*** Opening of Data provided ***

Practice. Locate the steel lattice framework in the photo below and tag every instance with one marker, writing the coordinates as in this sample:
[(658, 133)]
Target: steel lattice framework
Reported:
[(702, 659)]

*** Close of Data provided ***
*** Opening of Data provided ***

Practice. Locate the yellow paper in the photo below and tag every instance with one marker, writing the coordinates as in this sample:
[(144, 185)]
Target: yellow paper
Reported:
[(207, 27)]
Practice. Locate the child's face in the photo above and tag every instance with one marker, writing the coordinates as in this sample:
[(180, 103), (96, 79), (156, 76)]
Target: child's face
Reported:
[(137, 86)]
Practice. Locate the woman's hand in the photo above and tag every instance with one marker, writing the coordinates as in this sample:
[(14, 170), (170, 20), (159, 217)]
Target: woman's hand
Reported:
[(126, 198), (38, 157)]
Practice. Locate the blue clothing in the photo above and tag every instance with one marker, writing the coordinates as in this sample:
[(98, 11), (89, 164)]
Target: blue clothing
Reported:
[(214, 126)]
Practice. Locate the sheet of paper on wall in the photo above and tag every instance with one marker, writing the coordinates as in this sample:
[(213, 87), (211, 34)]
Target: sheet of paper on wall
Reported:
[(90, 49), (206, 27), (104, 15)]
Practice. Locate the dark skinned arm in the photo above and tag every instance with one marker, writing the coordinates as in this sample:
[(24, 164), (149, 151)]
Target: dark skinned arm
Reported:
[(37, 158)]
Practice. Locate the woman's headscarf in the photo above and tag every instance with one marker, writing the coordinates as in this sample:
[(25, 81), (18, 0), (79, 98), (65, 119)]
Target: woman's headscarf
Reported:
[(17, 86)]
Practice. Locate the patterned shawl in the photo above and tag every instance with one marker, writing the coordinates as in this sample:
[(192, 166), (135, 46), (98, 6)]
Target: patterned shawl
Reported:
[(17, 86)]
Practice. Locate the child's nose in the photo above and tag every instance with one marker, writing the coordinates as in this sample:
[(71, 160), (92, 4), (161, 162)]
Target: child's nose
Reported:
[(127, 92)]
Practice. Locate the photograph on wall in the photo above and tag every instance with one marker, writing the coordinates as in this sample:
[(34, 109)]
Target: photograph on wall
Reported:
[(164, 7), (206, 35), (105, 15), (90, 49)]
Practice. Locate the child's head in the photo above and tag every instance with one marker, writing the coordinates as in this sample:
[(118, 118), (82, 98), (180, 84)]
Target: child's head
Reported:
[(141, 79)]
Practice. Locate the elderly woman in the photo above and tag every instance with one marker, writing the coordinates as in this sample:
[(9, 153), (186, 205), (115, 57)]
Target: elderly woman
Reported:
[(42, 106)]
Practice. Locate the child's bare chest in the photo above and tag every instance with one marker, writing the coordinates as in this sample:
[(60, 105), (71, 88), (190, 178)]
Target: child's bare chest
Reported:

*** Close of Data provided ***
*** Opening of Data provided ***

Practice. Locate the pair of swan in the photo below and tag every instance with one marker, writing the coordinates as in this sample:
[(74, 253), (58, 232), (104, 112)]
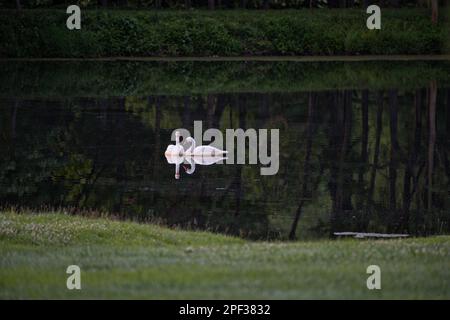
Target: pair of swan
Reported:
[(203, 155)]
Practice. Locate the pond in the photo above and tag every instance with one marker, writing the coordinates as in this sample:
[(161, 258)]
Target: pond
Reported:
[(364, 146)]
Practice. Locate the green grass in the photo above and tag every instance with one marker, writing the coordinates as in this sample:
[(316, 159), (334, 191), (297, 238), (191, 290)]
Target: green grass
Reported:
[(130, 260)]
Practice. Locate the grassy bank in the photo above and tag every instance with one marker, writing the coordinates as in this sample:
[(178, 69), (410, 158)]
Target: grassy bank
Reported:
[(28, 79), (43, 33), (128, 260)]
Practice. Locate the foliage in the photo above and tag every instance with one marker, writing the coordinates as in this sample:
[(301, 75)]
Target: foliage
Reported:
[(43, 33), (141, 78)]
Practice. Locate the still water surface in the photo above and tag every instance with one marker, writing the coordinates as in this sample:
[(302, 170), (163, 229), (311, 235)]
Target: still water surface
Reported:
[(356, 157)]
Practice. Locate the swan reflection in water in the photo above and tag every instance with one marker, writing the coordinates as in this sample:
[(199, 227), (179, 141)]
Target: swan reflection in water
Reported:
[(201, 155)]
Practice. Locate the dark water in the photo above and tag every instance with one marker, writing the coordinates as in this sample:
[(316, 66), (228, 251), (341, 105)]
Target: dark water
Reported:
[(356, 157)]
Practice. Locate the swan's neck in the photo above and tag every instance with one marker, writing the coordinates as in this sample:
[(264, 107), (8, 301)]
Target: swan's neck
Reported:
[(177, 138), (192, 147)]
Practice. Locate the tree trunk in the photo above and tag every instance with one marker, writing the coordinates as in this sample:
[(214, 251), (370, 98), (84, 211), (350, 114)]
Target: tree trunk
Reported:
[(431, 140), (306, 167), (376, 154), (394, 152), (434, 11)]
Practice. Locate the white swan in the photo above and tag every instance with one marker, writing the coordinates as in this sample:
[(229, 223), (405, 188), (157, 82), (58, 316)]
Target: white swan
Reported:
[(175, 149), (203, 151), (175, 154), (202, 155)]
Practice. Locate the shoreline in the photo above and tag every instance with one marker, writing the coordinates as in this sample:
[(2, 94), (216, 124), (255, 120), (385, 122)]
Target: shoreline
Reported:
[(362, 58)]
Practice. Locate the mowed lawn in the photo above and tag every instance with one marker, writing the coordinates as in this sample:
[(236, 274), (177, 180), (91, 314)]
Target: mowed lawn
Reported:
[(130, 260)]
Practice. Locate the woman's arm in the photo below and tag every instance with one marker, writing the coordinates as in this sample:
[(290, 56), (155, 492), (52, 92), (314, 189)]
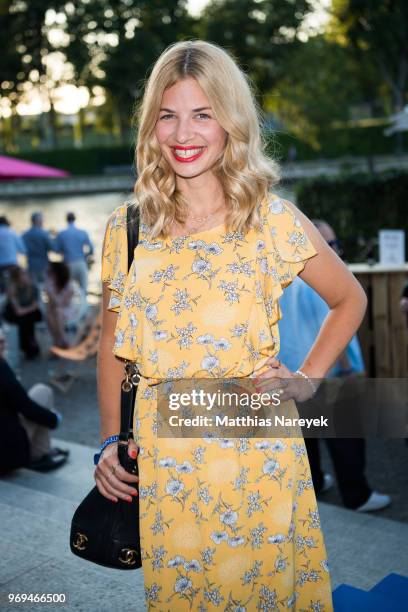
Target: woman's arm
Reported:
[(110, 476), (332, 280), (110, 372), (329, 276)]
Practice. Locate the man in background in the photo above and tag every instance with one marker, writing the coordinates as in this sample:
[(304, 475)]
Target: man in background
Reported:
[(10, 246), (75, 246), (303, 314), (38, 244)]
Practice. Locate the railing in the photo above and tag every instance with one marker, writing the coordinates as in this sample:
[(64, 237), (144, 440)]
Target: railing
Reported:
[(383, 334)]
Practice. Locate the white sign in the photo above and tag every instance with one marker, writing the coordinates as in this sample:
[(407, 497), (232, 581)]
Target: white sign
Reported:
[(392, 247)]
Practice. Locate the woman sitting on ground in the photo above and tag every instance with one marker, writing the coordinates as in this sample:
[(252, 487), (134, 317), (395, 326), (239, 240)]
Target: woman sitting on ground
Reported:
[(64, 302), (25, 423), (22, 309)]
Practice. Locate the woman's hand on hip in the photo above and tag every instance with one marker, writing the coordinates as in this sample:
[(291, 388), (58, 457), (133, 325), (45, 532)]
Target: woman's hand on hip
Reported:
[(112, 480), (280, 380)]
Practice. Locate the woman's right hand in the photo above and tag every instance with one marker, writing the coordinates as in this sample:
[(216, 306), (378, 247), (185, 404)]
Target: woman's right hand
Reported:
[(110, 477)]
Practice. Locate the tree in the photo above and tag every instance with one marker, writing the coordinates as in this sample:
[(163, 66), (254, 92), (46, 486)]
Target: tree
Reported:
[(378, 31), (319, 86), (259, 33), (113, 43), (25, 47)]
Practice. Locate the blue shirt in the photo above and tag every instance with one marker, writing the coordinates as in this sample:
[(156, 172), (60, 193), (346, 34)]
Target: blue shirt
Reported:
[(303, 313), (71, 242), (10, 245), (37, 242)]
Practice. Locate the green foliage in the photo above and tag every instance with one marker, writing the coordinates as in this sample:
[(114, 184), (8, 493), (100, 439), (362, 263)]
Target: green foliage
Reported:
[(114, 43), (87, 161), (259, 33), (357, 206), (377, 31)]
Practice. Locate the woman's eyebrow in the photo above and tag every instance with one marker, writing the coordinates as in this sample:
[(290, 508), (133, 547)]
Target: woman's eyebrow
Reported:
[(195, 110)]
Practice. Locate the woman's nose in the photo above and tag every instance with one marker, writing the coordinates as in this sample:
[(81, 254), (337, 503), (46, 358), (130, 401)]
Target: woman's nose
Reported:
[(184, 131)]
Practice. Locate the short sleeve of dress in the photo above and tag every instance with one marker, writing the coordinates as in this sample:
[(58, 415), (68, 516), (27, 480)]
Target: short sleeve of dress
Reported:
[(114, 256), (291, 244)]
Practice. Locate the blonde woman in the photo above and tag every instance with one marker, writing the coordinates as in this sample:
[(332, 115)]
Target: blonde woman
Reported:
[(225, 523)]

*** Close of Data provided ***

Your task ::
Which lines of the records contain the word "surface"? Copy each of them.

Task solution ::
Practice. Locate the still water surface in the photo above and tag every instance with one marker, writing the coordinates as in this sample:
Target: still water surface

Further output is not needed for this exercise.